§ Set task 1
Report every line of the records that contains the word "reflection", copying each such line in full.

§ Source extract
--- Begin ---

In their basic form, G^E models and EoS are only partially useful for generalizing over systems: for the reasons given above, they are usually trained on data for binary systems, but can then be used for modeling those binary systems only for which data were available during the training. In contrast, predictions of properties of unstudied multicomponent systems with G^E models and EoS often turn out to be sufficiently accurate, under the condition that the model was trained on data for all constituent binary subsystems.⁶

To overcome the lack of generalization over (binary) systems, group-contribution (GC) approaches like UNIFAC,^7–9 modified UNIFAC (Dortmund),^10,11 and the Predictive Soave–Redlich–Kwong (PSRK) EoS^12,13 have been developed. They are based on the idea that components can be split into structural groups and, instead of considering pair interactions between components, pair interactions between these groups are modeled. As the number of relevant structural groups is comparatively small (in the order of 100), the combinatorial problem described above thereby becomes tractable. GC methods contain group-interaction parameters that are usually trained on data for binary systems containing the pertinent groups. They can then be used for predicting the properties of systems for which no data are available.

Unfortunately, the applicability of these GC methods is still hampered by incomplete group-interaction parameter tables. This is due to both the elaborate procedure of fitting new group-interaction parameters, and the fact that often not enough pertinent experimental data are available for a meaningful fit. The problems resulting from an inadequate database also lead to poor performances of GC methods when applied to systems with components that contain groups for which only a few training data points are available. The most prominent alternatives to GC methods are quantum-chemical approaches, namely COSMO-RS.^14,15 In principle, COSMO-RS enables predictions for any system based on quantum-chemical calculations, which are, however, computationally costly and not trivial for complex components. Furthermore, also these methods are tuned on experimental data, but the number of parameters is typically low and common users do not change them.¹⁶ Compared to GC methods, quantum-chemical methods are often found to be somewhat less accurate in the prediction of thermodynamic properties.¹⁷

We have recently introduced a completely new approach for predicting thermodynamic properties of unstudied binary systems.^18–21 This approach is based on employing matrix completion methods (MCMs) from machine learning (ML), where the MCMs are prominently associated with recommender systems.^22,23E.g., for movie recommendations, these methods can implicitly learn and quantify similarities among users and similarities among movies by observing interaction patterns (ratings or clicks) between them, allowing to predict preference scores for unseen pairs of users and movies. In a similar spirit, our previous work^18,19 employed MCMs for predicting activity coefficients γ^∞_ij of solutes i in pure solvents j at infinite dilution and constant temperature, where the MCM learns similarities among the solutes and among the solvents. Applying the MCM approach for predicting thermodynamic properties is based on the fact that properties of binary mixtures at constant conditions, such as isothermal γ^∞_ij, can be stored in matrices, where the rows and columns represent the components i and j that make up the mixtures. As these matrices are only sparsely occupied by experimental data, the prediction of the unobserved entries constitutes a matrix completion problem. In our previous work,^18,19 we employed a matrix factorization following eqn (1):


γ^∞_ij = f(θ_i·β_j)	(1)

--- End ---

§ Data extract
--- Begin ---

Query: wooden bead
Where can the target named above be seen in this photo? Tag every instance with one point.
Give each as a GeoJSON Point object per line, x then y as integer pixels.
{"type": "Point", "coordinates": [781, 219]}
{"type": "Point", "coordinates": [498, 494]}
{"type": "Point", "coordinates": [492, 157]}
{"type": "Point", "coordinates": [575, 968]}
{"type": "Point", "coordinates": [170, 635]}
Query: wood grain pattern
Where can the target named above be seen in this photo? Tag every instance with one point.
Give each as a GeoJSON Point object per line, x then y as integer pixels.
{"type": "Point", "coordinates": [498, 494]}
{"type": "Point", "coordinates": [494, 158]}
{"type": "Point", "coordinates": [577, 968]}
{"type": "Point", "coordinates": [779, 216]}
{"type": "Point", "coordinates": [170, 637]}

--- End ---
--- Begin ---

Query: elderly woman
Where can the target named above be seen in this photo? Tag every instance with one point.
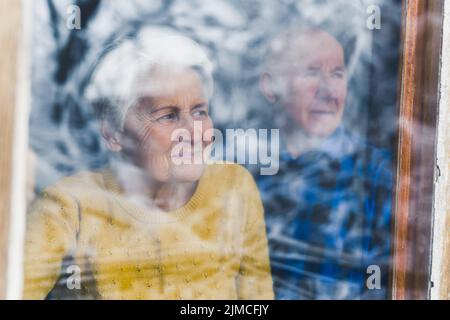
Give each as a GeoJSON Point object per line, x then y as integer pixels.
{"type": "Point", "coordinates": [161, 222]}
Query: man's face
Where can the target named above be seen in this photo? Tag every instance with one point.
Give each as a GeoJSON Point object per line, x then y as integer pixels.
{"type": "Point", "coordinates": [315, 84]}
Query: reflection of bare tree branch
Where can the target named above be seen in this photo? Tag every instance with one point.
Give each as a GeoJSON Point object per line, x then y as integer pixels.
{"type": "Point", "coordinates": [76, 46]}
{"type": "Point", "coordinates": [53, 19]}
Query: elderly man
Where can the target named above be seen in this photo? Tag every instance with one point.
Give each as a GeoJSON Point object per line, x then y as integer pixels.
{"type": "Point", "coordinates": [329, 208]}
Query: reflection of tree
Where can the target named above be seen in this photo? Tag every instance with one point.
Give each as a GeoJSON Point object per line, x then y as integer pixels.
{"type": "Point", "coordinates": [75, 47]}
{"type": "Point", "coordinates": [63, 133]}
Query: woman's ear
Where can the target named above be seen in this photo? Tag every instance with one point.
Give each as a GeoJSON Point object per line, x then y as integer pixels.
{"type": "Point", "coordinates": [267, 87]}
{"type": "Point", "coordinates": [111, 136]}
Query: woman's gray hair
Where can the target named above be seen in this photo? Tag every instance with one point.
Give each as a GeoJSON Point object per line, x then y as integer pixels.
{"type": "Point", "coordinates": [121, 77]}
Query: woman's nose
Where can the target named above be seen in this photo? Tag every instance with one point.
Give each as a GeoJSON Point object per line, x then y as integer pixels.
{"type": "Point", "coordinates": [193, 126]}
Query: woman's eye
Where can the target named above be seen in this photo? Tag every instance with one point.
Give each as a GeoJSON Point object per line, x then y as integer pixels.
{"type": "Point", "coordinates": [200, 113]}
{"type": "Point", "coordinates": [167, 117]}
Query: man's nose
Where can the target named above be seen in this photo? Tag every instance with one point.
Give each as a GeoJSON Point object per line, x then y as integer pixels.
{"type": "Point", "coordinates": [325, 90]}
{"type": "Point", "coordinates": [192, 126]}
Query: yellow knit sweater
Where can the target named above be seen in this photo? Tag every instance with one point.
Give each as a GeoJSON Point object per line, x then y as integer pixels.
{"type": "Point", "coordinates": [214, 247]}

--- End ---

§ Set task 2
Edit the thermodynamics text, starting at "To overcome the" and ending at "data are available.", by swapping "tractable" for "manageable". Give the edited part in full.

§ Solution 1
Query: reflection of bare tree branch
Query: reflection of tree

§ Solution 2
To overcome the lack of generalization over (binary) systems, group-contribution (GC) approaches like UNIFAC,^7–9 modified UNIFAC (Dortmund),^10,11 and the Predictive Soave–Redlich–Kwong (PSRK) EoS^12,13 have been developed. They are based on the idea that components can be split into structural groups and, instead of considering pair interactions between components, pair interactions between these groups are modeled. As the number of relevant structural groups is comparatively small (in the order of 100), the combinatorial problem described above thereby becomes manageable. GC methods contain group-interaction parameters that are usually trained on data for binary systems containing the pertinent groups. They can then be used for predicting the properties of systems for which no data are available.